■ Given passage ■
________________
What follows is the most poorly-scripted, limp excuse for a screenplay I've seen in many a year. With Baby being a dreamer (and she's not the only one), the existence of the mental hospital is almost immediately folded into the far more glamourous reality of a '30s brothel, complete with girls wandering around in basques and tiny pants and push-up bras. Much better! Now, the girls raison d'etre is to 'dance' for the club's owners, and Baby Doll dances much better when she's imagining herself slaying 10 foot-high samurais with machine guns. Mid-fantasy, Scott Glenn pops up to dispense some expository dialogue, informing her that she'll need a key, a knife, a map, some fire and "a mystery item" to escape. Who is he? Why these things? WHO CARES, GIANT SAMURAIS!

To be fair, having seen the trailers and the menagerie of action contained within, it's a big ask to expect all of Sucker Punch's aspects to come together in a coherent whole. Funnily enough, it seems mecha-samurai, steam-powered Nazis, fire-breathing dragons and killer robots don't mesh together all that well. The lack of coherence between fantasies is staggering, and when you're several delusions removed from reality at all times, it's hard to figure out what - if anything - is at stake when Baby and the girls are fighting. Style has substance in an atomic noogie and isn't letting go until its has had its fill of fun.

Snyder shows little interest in the hows or whys, only the wows. It's no secret that he reverse-engineered Sucker Punch from the money shots backwards, but his script puts so little effort in even attempting to link them together it defies belief. I'd call his approach videogame-esque, but that's a slight on videogames - even they have to have a vague reason for lining up battalions of disposable enemies for you to hack and slash.

So pretty... Click image for full-size pic



Frankly, it pays to be like Baby Doll. Try and block out the enormous deficiencies in the script and enjoy Sucker Punch for what it's meant to be - what critics used to call an "action spectacular". If Snyder wasn't so good at this stuff, it'd be a complete dead loss - thankfully, each fantasy is a sumptuous visual feast, complete with superb fight choreography, Snyder's trademark bullet ballet and a healthy appreciation for an audience's understanding of scene geography. The director's slo/fast/slo-mo button gets pushed several times, but compared to the what/when/how/why-the-fuck [delete as applicable] style of shakycam, I know which I prefer.
________________
■ Stored items ■
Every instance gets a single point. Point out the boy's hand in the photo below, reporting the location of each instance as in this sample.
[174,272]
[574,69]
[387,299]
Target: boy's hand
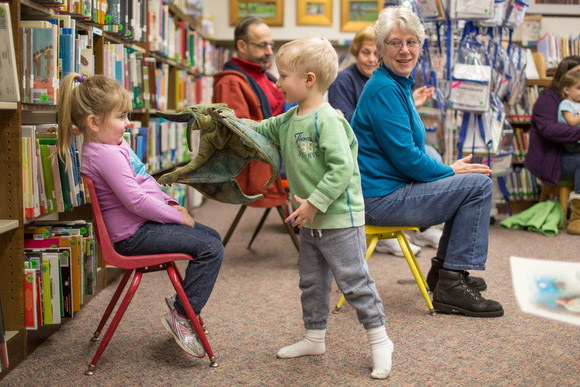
________________
■ Things to do ■
A) Answer these questions from the Sucker Punch review:
(i) What does Scott Glenn tell Baby Doll she will need in order to escape?
(ii) From what starting point did Snyder reverse-engineer Sucker Punch?
(iii) What term does the review say critics used to call the kind of film Sucker Punch is meant to be?
B) Retype the stretch of the Sucker Punch review from "So pretty... Click" through "which I prefer.".

■ Results for the exercise ■
A)
(i) A key, a knife, a map, some fire and "a mystery item."
(ii) From the money shots, working backwards.
(iii) An "action spectacular."

B)
So pretty... Click image for full-size pic



Frankly, it pays to be like Baby Doll. Try and block out the enormous deficiencies in the script and enjoy Sucker Punch for what it's meant to be - what critics used to call an "action spectacular". If Snyder wasn't so good at this stuff, it'd be a complete dead loss - thankfully, each fantasy is a sumptuous visual feast, complete with superb fight choreography, Snyder's trademark bullet ballet and a healthy appreciation for an audience's understanding of scene geography. The director's slo/fast/slo-mo button gets pushed several times, but compared to the what/when/how/why-the-fuck [delete as applicable] style of shakycam, I know which I prefer.